The loop paces adaptively (NewPacedLoop): a full batch means a backlog likely remains, so it drains again at once; an empty batch idles for PollInterval (optionally backing off to MaxPollInterval). Delivery is at-least-once: if the process dies after a successful publish but before MarkSent, the sweeper returns the row to pending and the relay republishes it. Consumers dedupe on the CloudEvents id.

func NewSweeper

func NewSweeper(log *logger.Logger, store Store, cfg SweeperConfig) *worker.Loop

NewSweeper builds the lease-reclaim worker as a worker.Loop. It returns in_flight rows abandoned by a crashed relay back to pending.

func Register added in v0.4.0

func Register[T any](r *Registry, eventType, topic string, opts ...RouteOption)

Register maps the Go type T to a CloudEvents type name and a transport topic. A pointer type registers its element type, so emitting either T or *T resolves the same route.

It panics on a wiring mistake — empty name/topic or a duplicate type — since these are caught at startup, not at runtime.

func Schema

func Schema() string

Schema returns the DDL creating the outbox_events table and its pending-scan index. Apply it in a migration, or call PG.EnsureSchema in tests.

func WithinTran

func WithinTran(ctx context.Context, log *logger.Logger, db *sqlx.DB, store Store, reg *Registry, fn PublishFunc) error

WithinTran runs fn inside one SQL transaction with a tx-bound Publisher. Events published through pub are inserted in the SAME transaction, so domain writes and their events commit atomically — the core guarantee of the transactional outbox: an event is persisted if and only if the domain change that produced it commits. Any error (from fn or an insert) rolls everything back.

reg resolves each published value's route (topic/key/content type). This is a thin wrapper over sqldb.WithinTran; the domain never threads tx through its event code.

Types

type BacklogCollector added in v0.5.0

type BacklogCollector struct {
	// contains filtered or unexported fields
}

BacklogCollector is a prometheus.Collector that, on each scrape, reads the outbox backlog via a StatsReader and reports it as gauges:

servicekit_outbox_pending             — events awaiting the relay
servicekit_outbox_in_flight           — events leased, publish in progress
servicekit_outbox_failed              — terminal failures awaiting attention
servicekit_outbox_oldest_pending_seconds — age of the oldest pending event

It queries the store on every scrape, so keep the scrape interval sane across replicas. A query error is logged and that scrape emits no outbox gauges (rather than stale values). Register it on the shared registry like any collector.

func NewBacklogCollector added in v0.5.0

func NewBacklogCollector(sr StatsReader, log *logger.Logger, opts ...BacklogOption) *BacklogCollector

NewBacklogCollector builds a backlog collector over sr. log may be nil.

func (*BacklogCollector) Collect added in v0.5.0

func (c *BacklogCollector) Collect(ch chan<- prometheus.Metric)

DATA TO EXAMINE –
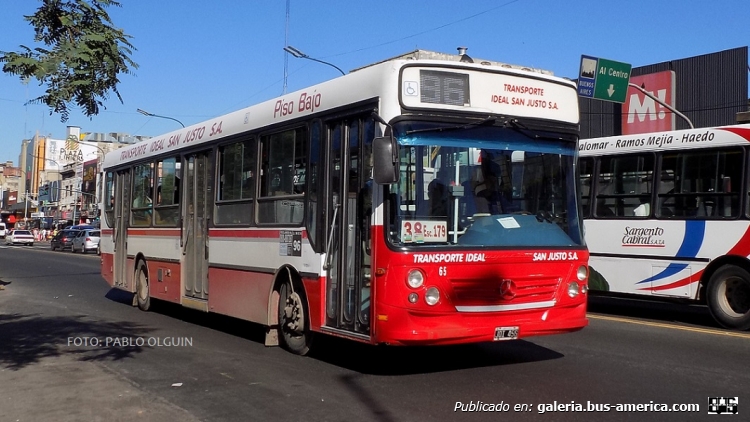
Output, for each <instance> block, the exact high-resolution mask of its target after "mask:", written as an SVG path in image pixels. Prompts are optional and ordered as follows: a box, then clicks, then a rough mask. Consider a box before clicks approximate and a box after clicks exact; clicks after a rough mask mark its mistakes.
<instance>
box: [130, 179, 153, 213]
mask: <svg viewBox="0 0 750 422" xmlns="http://www.w3.org/2000/svg"><path fill="white" fill-rule="evenodd" d="M150 190H151V180H150V179H149V178H148V177H144V178H143V180H142V183H141V186H140V189H137V190H136V194H135V199H133V208H149V207H151V196H150V195H149V192H150Z"/></svg>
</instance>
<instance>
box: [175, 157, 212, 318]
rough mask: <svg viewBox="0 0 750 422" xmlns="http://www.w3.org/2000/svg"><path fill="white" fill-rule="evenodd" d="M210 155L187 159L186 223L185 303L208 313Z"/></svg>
mask: <svg viewBox="0 0 750 422" xmlns="http://www.w3.org/2000/svg"><path fill="white" fill-rule="evenodd" d="M208 160H209V154H208V153H198V154H194V155H191V156H189V157H186V158H185V172H184V173H183V174H184V176H183V178H184V179H185V180H184V181H183V192H185V195H184V201H183V202H184V209H183V220H182V237H181V244H182V265H181V266H182V285H183V292H182V293H183V294H182V304H183V305H185V306H188V307H192V308H196V309H199V310H203V311H207V310H208V302H207V301H208V218H209V213H208V201H207V198H209V197H210V190H211V189H210V183H209V181H208V179H209V178H208Z"/></svg>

WORK INSTRUCTIONS –
(a) Answer these questions about the outbox package documentation, one per line, marked (i), (ii), and (iii):
(i) What do consumers dedupe on?
(ii) What table does the DDL returned by Schema create?
(iii) What does a scrape emit when the BacklogCollector's query returns an error?
(b) Extend the outbox package documentation by writing what follows its final line.
The rows stand apart from the outbox package documentation.

RESPONSES PER TASK –
(a)
(i) The CloudEvents id.
(ii) The outbox_events table.
(iii) No outbox gauges.

(b)
Collect implements prometheus.Collector: it queries the backlog and emits the gauges. On a query error it logs and emits nothing for this scrape.

func (*BacklogCollector) Describe added in v0.5.0

func (c *BacklogCollector) Describe(ch chan<- *prometheus.Desc)

Describe implements prometheus.Collector.

type BacklogOption added in v0.5.0

type BacklogOption func(*BacklogCollector)

BacklogOption customizes a BacklogCollector.

func WithScrapeTimeout added in v0.5.0

func WithScrapeTimeout(d time.Duration) BacklogOption

WithScrapeTimeout bounds the stats query run on each scrape (default 2s).

type CleanerConfig

type CleanerConfig struct {
	Name string // default "outbox-cleaner"
	// Interval between cleanups (default 1h).
	Interval time.Duration
	// Retention: sent/failed rows older than this are deleted (default 24h).
	Retention time.Duration
	// Metrics, when set, counts deleted rows.
	Metrics *Metrics
}

CleanerConfig configures the Cleaner worker.

type Event

type Event struct {
	ID            uuid.UUID
	Type          string
	ContentType   string
	Topic         string
	Key           string
	Payload       []byte
	Headers       []byte // JSON object of transport headers ("{}" when none)
	Status        string
	Attempts      int
	MaxAttempts   int
	LastError     string
	NextAttemptAt time.Time
	CreatedAt     time.Time
	SentAt        time.Time
	LeasedAt      time.Time
	LeaseID       uuid.UUID
}

Event is an outbox record as seen by callers — a pure core type with no db tags or Null wrappers (the PG store owns that mapping). Payload is the business data only; the broker.Publisher wraps it in a CloudEvents envelope.

Routing is transport-neutral: Topic is the logical destination and Key an optional routing/ordering key. Each broker maps them to its own concepts (RabbitMQ exchange+routing key, Kafka topic+partition key, NATS subject), so the same event row can be delivered over any transport.

func NewEvent

func NewEvent(eventType, topic, key, contentType string, payload []byte, headers map[string]any) (Event, error)

NewEvent builds a pending Event ready for Insert, stamping a fresh id, UTC timestamps, attempts=0, and max_attempts=DefaultMaxAttempts. topic is the logical destination (required); key is the optional routing/ordering key. headers may be nil (normalized to "{}"). payload must already be serialized by the caller.

Most producers don't call NewEvent directly — they Publish a typed value through a tx-bound Publisher (see Bind / WithinTran), which resolves the route from a Registry. NewEvent is the low-level escape hatch for building a row with a dynamic topic.

type Marshaler added in v0.4.0

type Marshaler func(v any) ([]byte, error)

Marshaler serializes a domain event value into the bytes stored as an event's payload. The default is encoding/json.Marshal; override per type with WithMarshaler (e.g. for protobuf).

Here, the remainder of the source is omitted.